#### SET PROBLEM
Copy out every line of the items below that contains the word "apartment". Case counts.

#### RECORD SET
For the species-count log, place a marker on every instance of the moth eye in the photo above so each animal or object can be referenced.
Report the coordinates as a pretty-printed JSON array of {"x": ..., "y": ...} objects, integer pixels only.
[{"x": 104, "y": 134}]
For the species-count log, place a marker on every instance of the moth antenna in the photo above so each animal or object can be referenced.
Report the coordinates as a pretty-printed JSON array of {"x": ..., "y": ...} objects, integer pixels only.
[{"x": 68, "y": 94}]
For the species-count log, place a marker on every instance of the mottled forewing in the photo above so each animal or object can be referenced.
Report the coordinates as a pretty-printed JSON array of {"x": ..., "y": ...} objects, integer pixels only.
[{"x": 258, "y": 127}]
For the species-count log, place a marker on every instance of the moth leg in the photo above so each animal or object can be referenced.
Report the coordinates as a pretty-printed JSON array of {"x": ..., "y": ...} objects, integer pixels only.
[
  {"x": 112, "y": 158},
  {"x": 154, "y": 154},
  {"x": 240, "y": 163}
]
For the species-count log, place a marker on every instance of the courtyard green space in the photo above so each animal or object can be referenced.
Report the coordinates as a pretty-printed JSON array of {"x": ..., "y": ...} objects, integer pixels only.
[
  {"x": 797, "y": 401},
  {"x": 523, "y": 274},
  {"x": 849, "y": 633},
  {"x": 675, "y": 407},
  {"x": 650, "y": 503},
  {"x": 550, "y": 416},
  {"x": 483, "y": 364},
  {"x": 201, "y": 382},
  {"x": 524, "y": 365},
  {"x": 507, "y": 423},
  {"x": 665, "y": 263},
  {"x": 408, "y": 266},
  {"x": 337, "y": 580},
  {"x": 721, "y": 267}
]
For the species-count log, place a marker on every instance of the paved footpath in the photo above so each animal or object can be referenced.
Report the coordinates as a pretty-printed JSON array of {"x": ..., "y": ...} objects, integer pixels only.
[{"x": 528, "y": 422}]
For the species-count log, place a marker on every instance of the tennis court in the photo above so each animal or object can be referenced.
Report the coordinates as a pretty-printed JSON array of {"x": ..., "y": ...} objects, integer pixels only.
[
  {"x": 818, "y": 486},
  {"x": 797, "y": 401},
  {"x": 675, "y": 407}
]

==

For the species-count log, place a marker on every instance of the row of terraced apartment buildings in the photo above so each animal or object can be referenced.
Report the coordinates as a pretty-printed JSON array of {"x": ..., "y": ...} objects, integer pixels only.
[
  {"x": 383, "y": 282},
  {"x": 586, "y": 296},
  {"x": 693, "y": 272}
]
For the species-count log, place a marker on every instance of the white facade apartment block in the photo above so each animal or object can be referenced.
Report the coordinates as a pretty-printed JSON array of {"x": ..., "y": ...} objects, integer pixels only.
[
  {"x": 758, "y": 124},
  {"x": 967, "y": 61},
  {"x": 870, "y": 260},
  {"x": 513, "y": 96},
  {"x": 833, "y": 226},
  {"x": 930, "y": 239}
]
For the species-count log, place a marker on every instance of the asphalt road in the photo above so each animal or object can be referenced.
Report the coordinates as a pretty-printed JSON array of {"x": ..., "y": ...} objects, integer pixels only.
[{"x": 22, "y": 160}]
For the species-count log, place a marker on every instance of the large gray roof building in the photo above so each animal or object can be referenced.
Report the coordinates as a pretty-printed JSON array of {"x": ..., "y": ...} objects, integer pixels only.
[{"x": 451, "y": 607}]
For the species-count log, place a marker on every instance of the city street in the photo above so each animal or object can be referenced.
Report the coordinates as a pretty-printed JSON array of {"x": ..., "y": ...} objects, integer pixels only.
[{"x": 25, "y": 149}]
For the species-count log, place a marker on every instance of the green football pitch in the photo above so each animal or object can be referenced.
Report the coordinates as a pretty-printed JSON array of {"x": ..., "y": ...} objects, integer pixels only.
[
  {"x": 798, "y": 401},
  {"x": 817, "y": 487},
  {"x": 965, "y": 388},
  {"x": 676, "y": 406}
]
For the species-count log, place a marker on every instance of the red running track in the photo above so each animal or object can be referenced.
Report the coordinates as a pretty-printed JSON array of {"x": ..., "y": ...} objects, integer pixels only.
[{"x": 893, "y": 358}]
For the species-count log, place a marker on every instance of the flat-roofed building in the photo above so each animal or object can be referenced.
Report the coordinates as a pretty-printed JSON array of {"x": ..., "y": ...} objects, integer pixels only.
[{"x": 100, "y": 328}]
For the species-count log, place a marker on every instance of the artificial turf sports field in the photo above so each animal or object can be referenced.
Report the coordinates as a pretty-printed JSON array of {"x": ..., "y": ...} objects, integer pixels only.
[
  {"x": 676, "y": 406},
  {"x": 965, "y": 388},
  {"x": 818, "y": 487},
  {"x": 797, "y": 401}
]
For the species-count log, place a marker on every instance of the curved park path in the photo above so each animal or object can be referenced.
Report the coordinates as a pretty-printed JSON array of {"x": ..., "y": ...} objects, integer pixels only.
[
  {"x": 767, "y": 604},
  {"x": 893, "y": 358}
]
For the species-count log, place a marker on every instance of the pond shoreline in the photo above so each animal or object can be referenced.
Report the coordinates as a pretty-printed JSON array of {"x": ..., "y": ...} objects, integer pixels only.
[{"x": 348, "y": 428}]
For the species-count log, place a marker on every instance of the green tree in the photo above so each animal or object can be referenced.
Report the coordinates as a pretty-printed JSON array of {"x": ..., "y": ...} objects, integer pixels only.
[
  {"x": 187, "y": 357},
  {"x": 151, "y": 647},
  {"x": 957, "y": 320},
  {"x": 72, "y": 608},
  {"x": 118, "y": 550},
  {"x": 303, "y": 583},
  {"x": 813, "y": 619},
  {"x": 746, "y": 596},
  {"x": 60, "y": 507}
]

#### RESPONSE TO THIS TASK
For the species-count log, place a marker on every instance of the row of terraced apartment buildings in the photo above so each animal or object can be referenced.
For the species-count log, place a marker on every instance of the white facade apartment block in the photo above so each animal or object can be referenced.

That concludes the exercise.